(Beginning of Exercise text)
Iranian President Mahmoud Ahmadinejad has written to George W Bush proposing "new solutions" to their differences in the first letter from an Iranian leader to an American president in 27 years, government spokesman Gholam-Hossein Elham said today.

The letter was sent via the Swiss Embassy in Tehran which has a US interests section, Elham told a press conference.

In the letter, Ahmadinejad proposes "new solutions for getting out of international problems and the current fragile situation of the world," Elham said.

Elham did not mention the nuclear dispute - the major issue on which Washington and Tehran are at loggerheads. The United States is leading Western efforts to have the UN Security Council censure Iran for refusing to cease enrichment of uranium.

It is the first time that an Iranian president has written to his US counterpart since 1979, when the two countries broke relations after Iranian militants stormed the US Embassy and held the occupants hostage for more than a year.

On Sunday, Ahmadinejad renewed Iran's threat to withdraw from the Nuclear Nonproliferation Treaty if the UN Security Council imposes sanctions over its nuclear program.

Ahmadinejad told the official Islamic Republic News Agency that Washington and its allies "don't give us anything and yet they want to impose sanctions on us." He called the threat of sanctions "meaningless."
(End of Exercise text)
(Beginning of Data section)
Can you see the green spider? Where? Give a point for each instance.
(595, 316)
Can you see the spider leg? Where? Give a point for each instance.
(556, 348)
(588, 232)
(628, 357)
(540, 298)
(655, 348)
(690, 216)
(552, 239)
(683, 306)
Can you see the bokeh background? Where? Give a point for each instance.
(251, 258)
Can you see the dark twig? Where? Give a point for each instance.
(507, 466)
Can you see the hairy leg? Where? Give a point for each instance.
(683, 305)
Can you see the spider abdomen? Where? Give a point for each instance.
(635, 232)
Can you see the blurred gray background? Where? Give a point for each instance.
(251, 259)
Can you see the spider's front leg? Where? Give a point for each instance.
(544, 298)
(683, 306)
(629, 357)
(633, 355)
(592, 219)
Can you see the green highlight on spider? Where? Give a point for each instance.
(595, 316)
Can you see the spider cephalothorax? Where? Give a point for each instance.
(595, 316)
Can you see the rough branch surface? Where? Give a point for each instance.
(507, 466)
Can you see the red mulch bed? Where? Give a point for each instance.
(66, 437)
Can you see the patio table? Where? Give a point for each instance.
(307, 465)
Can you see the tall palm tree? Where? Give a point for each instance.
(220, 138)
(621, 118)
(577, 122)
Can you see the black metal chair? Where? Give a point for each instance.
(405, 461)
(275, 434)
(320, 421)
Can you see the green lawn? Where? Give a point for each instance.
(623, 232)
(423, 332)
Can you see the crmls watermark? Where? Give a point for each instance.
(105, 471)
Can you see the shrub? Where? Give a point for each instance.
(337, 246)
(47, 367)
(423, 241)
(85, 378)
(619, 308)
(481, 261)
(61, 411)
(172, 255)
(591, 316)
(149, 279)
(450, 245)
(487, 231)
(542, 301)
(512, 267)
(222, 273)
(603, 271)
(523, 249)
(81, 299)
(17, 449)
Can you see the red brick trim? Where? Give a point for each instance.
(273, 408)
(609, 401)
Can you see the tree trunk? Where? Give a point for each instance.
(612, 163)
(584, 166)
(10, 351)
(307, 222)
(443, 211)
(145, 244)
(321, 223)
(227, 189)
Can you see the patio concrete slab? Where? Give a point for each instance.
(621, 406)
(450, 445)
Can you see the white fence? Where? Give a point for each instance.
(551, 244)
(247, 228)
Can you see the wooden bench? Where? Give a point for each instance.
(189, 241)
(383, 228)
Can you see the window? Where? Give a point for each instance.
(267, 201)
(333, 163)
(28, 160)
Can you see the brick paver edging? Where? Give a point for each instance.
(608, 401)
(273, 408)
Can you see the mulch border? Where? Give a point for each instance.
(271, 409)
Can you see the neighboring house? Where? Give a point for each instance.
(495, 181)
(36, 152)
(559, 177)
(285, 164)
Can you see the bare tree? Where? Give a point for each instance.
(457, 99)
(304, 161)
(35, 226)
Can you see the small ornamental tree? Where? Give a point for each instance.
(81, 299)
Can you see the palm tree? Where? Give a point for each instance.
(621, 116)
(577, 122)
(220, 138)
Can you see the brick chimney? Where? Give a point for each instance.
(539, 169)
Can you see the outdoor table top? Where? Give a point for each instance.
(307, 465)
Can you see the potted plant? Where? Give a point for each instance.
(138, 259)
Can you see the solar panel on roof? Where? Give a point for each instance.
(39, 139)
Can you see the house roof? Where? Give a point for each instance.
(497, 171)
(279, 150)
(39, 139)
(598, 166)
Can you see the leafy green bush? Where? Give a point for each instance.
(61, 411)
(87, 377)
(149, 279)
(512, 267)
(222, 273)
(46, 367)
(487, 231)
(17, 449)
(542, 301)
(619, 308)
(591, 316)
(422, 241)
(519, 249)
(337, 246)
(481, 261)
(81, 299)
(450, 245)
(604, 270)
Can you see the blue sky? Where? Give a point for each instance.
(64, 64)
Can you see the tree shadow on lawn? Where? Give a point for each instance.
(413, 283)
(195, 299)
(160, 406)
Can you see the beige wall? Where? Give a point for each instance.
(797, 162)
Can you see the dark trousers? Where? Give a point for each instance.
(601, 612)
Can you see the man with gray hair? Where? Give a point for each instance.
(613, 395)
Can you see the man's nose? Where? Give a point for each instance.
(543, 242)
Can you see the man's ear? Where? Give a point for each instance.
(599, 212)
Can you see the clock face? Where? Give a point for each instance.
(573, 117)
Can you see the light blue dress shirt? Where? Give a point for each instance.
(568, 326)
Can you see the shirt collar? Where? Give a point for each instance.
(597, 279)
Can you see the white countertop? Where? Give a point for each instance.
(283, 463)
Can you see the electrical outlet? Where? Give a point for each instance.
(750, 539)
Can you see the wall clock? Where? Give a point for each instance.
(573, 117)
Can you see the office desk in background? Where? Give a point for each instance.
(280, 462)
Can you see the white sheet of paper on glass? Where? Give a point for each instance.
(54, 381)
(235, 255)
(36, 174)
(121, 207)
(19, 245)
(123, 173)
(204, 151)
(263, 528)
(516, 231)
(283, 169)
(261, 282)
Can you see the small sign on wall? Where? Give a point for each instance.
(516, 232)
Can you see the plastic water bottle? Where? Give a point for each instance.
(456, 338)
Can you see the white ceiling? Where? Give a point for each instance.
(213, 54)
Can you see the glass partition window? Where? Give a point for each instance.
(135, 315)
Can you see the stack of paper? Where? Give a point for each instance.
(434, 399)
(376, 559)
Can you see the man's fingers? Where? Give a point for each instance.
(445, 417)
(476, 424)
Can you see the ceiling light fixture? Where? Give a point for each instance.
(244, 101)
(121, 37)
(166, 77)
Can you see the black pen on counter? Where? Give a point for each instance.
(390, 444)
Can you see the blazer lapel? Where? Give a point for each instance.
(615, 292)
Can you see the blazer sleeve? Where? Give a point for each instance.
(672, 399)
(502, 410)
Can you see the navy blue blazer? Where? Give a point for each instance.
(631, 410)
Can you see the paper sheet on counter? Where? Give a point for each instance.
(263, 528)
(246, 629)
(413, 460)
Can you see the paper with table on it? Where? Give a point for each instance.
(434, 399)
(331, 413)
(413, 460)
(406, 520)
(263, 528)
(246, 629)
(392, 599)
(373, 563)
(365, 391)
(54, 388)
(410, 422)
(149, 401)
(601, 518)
(End of Data section)
- _Tasks for this exercise_:
A – Name every person mentioned in the news report on Ahmadinejad's letter to Bush.
B – Pick up the news report on Ahmadinejad's letter to Bush after its final sentence and carry it on.

- _Expected outputs_:
A – Mahmoud Ahmadinejad, George W Bush, Gholam-Hossein Elham

B –
The United States is backing attempts by Britain and France to win Security Council approval for a UN resolution that would threaten possible further measures if Iran does not suspend uranium enrichment - a process that can produce fuel for nuclear reactors to generate electricity or material for atomic warheads.

The Western nations want to invoke Chapter 7 of the UN Charter that would allow economic sanctions or military action, if necessary, to force Iran to comply with the Security Council's demand that it cease enrichment.

But Russia and China, the other two veto-holding members of the Security Council, oppose such moves.

Iran claims its nuclear program is strictly for the generation of electricity and that it requires enrichment to be self-reliant in fuel for nuclear reactors.

But the United States and France believe that Iran is secretly developing nuclear weapons - a charge Iran denies.